** BEGIN Text segment **

41 Crystallizing an Academic: Domain for Open Thinking
Speaker
Helen DeWaard
Chair
Tom Farrelly
Abstract
Open access platforms, such as those provided through Reclaim Hosting’s domain-of-one’s-own (Groom et al., 2019), hold potential to change the nature of academic work, expand audiences for academic writing, and shift the impact of academic thought (Lupton et al., 2018). Open scholarship in a PhD program is specifically challenging as novice academics fluidly navigate new domains of thought as they solidify not only theoretical frameworks (ontologies, epistemologies) and conceptual frameworks (methodology, methods) (Farrow et al., 2020), but acquire critical digital literacies (Cronin, 2020) essential to navigate current open scholarly contexts.
Crystallization, a process occurring when a liquid cools and hardens to create a stable material, also describes a creative research continuum that resists binaries and boundaries by viewing and reflecting knowledge through multiple forms of representation, organization, and analysis (Ellingson, 2009). As a novice scholar and PhD candidate, the presenter will showcase a crystallization approach as they openly share their reflexive self through their ‘domain-of-one’s-own’ blog site, Scalar portfolio site, and Hypothes.is annotations used for academic feedback as peer review.

** END Text segment **

### Task requirements
In the abstract on crystallizing an academic domain, what physical process does the word "crystallization" describe? The listing has no connection to the abstract.

** BEGIN Data segment **

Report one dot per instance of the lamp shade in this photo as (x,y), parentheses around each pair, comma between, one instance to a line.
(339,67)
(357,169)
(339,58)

** END Data segment **

### Exercise response
A liquid cooling and hardening to create a stable material.